> _Instrucción a_: Por favor, copia sin cambios el pasaje del fragmento sobre el Jueves Santo que aparece más abajo, empezando por "Pero la noche" y siguiendo hasta "de su ciudad." inclusive.

> _Fragmento_:
La jornada del Jueves Santo supuso el punto de inflexión entre una Semana Santa radiante y pletórica, como aconteció hasta el Miércoles Santo, y otra muy distinta en el que las tormentas plagadas de agua y las lágrimas bajo los templos coparon la actualidad cofrade de lo que sería la tónica a seguir hasta acabar la Semana el mismísimo Domingo de Resurrección. La verdad es, que la tarde del Jueves Santo comenzó algo arriesgada y torera, ya que a pesar de las previsiones de lluvia que pronosticaban los servicios meteorológicos, las hermandades de esa tarde se lanzaron a la calle en cuanto un claro de nubes y algún rayo de sol acariciaba las puertas de sus iglesias. Fue entonces cuando el Albaycín, sediento de ambiente cofrade, se lanzó a la calle acompañado por la tempranera hermandad de los Salesianos en el Zaidín. Como era de suponer, el agua hizo presencia de manera abundante en las calles de nuestros barrios, haciendo que las hermandades albaycineras forzaran su regreso volviendo tras los pasos recorridos desde su salida. Los Salesianos no tuvieron tanta suerte y se vieron obligados a buscar refugio en un parapetado Palacio de los Congresos, hasta que buscaron un momento propicio para volver de regreso con sus pasos.
Pero la noche del Jueves Santo se fue aclarando poco a poco, las nubes rojizas iban despareciendo del cielo, conforme se iba acercando la medianoche no quedaba más humedad en el ambiente que la que nos proporciona el paso del Darro acariciando los cimientos de San Pedro y San Pablo. La incertidumbre se dejaba ver en el ambiente, pasamos de una desilusión desmedida durante el día por el contratiempo del agua a empezar a creernos que aquellas nubes se alejarían lo suficiente para que el Señor de la Misericordia nos bendijese con su rostro un año más por las calles oscuras y silenciosas de su ciudad.
Uno de los mejores momentos de cada Semana Santa, es avanzar por la Carrera del Darro vestido de costalero de negro, haciendo uso de tus pensamientos más intensos a la vera de un río o un puente viejo, la cabeza gacha con la mirada fija en cada adoquín irregular del camino vas llegando al lugar de encuentro, y sientes orgullo de cómo los hermanos del Silencio se acercan a su Templo de manera respetuosa y callada a su destino. Los nazarenos de esparto y negro intenso van apareciendo en el camino, miras hacia arriba una vez más y te cercioras de que sigue mejorando el tiempo, que la luna llena acaricia con su reflejo a una Alhambra despierta todavía, para acompañar al Señor del Silencio en su transitar hacia el centro del Reino.
El respeto y el silencio siempre acompañan a esta hermandad, impresionante cuando uno abandona la ruidosa sacristía y se adentra en la oscuridad del interior de San Pedro. Sólo unos hachones inmensos iluminan su rostro sin vida dentro de aquél templo. Ha llegado la hora, el reloj de la Iglesia nos anuncia que aquellos que creemos en Él vamos a su encuentro, la medianoche se adentra por las puertas recién abiertas del templo. Es difícil describir con palabras lo que llegamos a vivir en aquellos momentos, a pesar de la numerosa gente que componen el cortejo, sientes que sólo estáis tú y él allí dentro, que entiende y escucha tus plegarias. Observo ensimismado su rostro sereno, su cruz de taracea, sus pies amoratados, su escuálido pecho ensangrentado, y recuerdo las razones por las que estoy allí.

> _Instrucción b_: Reúne todas las líneas de los registros que siguen en las que aparezca la palabra "police" y cópialas sin cambios.

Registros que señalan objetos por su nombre
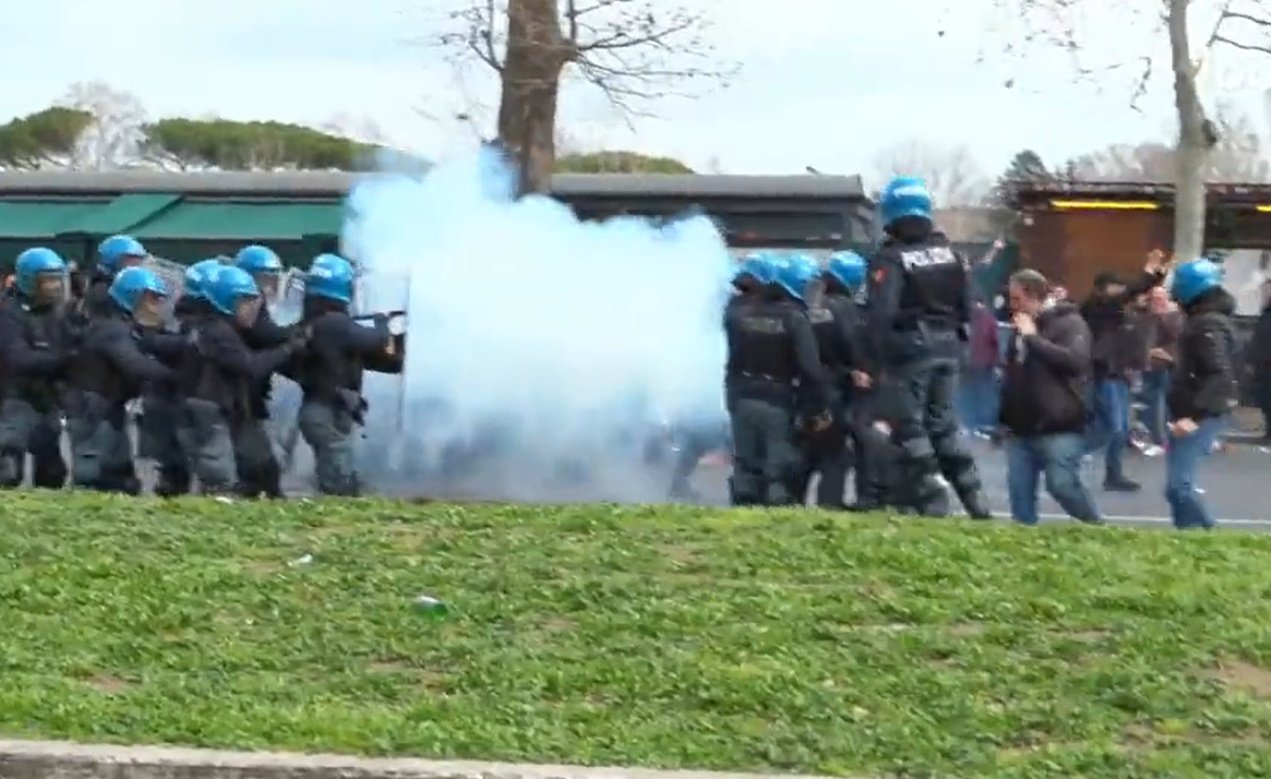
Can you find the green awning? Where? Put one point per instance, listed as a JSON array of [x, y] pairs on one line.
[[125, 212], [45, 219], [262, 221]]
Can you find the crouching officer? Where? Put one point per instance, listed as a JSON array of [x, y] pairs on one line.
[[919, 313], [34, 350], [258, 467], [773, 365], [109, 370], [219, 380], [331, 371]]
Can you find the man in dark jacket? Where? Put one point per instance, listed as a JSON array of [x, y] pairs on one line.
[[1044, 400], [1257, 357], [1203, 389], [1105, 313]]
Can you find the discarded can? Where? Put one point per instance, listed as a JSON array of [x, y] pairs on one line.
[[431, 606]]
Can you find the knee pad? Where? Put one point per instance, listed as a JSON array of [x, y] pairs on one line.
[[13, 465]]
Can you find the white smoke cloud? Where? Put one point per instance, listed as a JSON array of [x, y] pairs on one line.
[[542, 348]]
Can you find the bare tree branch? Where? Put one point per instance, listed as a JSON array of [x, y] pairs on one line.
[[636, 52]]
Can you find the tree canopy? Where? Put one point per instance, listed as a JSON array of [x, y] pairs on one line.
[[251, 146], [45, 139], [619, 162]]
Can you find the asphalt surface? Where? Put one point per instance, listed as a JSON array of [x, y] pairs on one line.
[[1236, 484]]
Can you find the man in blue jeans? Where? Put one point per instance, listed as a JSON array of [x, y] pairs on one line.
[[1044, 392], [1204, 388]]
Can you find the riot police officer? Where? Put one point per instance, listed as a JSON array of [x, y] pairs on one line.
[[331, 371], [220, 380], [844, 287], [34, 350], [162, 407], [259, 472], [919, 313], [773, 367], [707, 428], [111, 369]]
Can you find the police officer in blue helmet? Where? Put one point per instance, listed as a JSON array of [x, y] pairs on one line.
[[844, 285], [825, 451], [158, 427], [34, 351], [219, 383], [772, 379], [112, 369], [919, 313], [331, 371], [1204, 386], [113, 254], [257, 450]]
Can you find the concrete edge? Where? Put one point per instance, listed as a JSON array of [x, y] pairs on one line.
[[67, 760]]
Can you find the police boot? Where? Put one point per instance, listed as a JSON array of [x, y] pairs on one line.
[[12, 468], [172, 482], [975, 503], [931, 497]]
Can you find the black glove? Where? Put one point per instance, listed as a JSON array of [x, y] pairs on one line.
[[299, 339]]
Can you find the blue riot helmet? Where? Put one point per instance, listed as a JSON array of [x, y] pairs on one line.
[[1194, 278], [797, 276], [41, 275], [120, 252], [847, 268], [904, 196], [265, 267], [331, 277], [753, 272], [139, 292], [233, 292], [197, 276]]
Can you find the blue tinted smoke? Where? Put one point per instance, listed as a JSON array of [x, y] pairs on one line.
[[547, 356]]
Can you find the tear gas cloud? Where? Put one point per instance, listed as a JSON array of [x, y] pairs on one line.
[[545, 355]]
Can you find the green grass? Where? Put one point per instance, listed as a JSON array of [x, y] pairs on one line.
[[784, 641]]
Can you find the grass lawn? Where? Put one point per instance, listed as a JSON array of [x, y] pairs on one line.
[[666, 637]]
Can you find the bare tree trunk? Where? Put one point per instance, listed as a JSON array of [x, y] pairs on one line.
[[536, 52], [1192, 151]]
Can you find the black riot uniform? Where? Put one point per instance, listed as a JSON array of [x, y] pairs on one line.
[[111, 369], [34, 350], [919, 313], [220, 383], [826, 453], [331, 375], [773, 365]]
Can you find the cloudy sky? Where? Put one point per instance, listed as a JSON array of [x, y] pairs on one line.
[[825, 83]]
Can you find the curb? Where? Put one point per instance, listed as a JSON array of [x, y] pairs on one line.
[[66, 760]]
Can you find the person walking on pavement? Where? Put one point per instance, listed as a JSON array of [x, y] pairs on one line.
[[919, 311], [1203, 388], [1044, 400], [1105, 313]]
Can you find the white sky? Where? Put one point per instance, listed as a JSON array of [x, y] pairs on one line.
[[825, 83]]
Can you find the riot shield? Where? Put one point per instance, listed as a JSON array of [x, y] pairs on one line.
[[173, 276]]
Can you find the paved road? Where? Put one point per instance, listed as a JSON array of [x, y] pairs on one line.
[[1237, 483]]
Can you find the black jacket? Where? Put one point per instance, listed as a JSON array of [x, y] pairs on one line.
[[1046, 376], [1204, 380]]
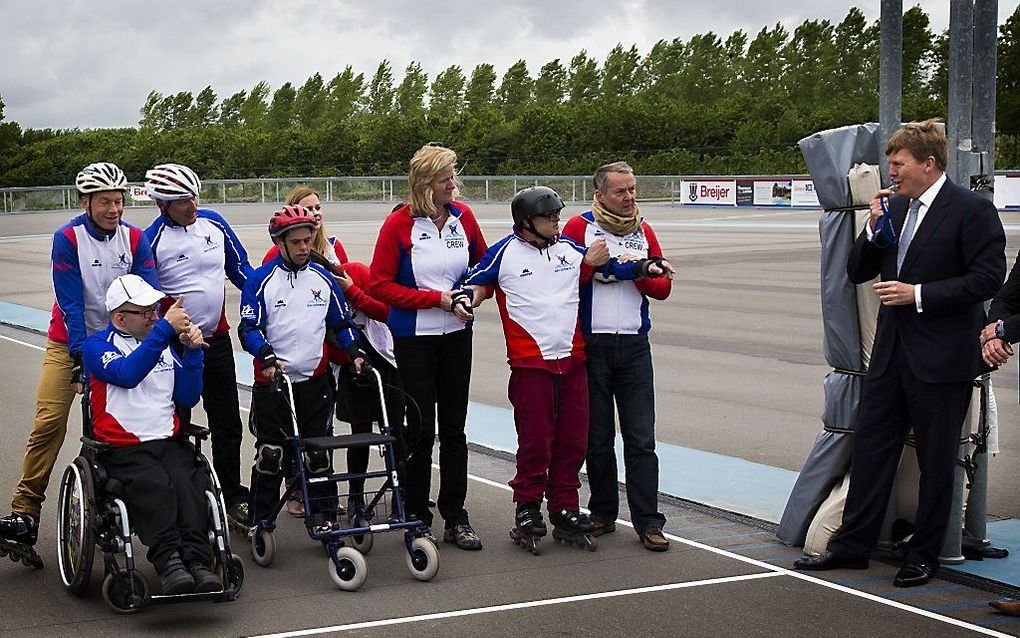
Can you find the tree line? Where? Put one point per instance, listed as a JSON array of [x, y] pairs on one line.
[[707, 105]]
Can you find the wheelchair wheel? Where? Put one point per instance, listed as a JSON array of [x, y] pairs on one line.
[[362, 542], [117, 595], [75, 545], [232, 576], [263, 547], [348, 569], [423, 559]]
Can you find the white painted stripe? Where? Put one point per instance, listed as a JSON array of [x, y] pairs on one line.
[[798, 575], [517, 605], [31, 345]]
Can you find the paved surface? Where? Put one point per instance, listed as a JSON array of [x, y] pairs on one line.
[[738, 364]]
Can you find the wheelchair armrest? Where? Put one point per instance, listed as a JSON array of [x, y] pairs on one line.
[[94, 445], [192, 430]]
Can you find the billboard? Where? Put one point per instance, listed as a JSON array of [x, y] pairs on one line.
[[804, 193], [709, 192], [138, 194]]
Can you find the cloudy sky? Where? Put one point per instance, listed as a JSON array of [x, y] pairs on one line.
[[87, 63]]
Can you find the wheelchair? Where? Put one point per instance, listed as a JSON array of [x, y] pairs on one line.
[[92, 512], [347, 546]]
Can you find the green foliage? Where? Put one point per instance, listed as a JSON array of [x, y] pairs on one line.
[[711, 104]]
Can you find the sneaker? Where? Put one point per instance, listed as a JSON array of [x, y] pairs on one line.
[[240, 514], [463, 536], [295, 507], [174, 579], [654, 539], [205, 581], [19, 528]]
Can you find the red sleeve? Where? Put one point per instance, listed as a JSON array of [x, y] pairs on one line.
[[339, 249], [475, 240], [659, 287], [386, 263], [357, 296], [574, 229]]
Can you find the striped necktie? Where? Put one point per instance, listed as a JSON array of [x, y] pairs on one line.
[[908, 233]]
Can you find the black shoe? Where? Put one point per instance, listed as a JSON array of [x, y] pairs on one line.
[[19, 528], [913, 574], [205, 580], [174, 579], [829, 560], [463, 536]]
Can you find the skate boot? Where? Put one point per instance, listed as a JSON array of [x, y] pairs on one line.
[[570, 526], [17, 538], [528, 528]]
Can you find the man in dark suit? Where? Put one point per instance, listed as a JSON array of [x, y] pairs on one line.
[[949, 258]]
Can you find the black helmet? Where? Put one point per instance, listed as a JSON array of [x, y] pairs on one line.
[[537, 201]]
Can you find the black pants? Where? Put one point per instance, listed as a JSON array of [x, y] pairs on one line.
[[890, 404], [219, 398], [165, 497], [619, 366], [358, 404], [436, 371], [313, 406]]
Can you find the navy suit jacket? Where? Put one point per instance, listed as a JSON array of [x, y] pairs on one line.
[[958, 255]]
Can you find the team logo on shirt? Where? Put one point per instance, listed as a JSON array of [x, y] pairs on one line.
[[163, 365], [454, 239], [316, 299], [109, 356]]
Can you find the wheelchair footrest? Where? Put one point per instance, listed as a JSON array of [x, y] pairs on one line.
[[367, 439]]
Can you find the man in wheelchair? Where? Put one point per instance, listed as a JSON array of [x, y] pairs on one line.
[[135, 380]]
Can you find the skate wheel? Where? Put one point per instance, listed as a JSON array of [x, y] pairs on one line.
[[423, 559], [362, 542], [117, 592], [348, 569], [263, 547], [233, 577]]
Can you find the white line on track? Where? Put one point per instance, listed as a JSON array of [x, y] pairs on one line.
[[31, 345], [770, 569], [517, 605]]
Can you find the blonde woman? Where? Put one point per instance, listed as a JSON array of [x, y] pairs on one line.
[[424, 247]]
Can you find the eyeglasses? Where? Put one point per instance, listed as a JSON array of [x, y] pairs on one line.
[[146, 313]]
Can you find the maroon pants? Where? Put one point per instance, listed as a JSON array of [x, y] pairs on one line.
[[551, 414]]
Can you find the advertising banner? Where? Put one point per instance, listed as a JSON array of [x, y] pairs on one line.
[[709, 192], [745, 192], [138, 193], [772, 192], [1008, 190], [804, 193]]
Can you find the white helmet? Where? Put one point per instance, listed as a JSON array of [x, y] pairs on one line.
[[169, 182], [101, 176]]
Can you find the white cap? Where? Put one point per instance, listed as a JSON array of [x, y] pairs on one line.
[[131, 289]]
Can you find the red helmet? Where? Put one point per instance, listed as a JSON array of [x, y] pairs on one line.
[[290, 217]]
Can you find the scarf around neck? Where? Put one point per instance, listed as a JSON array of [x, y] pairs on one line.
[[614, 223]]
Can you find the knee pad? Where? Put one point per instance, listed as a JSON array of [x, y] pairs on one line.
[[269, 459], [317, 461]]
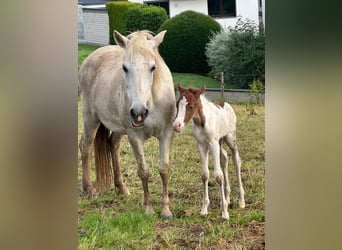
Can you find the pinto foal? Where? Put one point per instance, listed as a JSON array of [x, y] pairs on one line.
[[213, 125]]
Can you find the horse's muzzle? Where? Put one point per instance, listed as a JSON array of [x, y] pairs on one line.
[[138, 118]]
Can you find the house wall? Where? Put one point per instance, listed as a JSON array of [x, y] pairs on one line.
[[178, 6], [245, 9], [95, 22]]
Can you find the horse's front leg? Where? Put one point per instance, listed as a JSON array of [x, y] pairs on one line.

> _Solución a_:
Pero la noche del Jueves Santo se fue aclarando poco a poco, las nubes rojizas iban despareciendo del cielo, conforme se iba acercando la medianoche no quedaba más humedad en el ambiente que la que nos proporciona el paso del Darro acariciando los cimientos de San Pedro y San Pablo. La incertidumbre se dejaba ver en el ambiente, pasamos de una desilusión desmedida durante el día por el contratiempo del agua a empezar a creernos que aquellas nubes se alejarían lo suficiente para que el Señor de la Misericordia nos bendijese con su rostro un año más por las calles oscuras y silenciosas de su ciudad.

> _Solución b_:
Can you find the riot police officer? Where? Put one point per instance, listed as a JSON array of [x, y] pairs on one line.
Can you find the police officer in blue helmet? Where? Put one point per instance, listed as a JSON array of [x, y] pairs on one line.
Can you find the police boot? Where? Put one point per instance, listed as a JSON array of [x, y] pairs on one line.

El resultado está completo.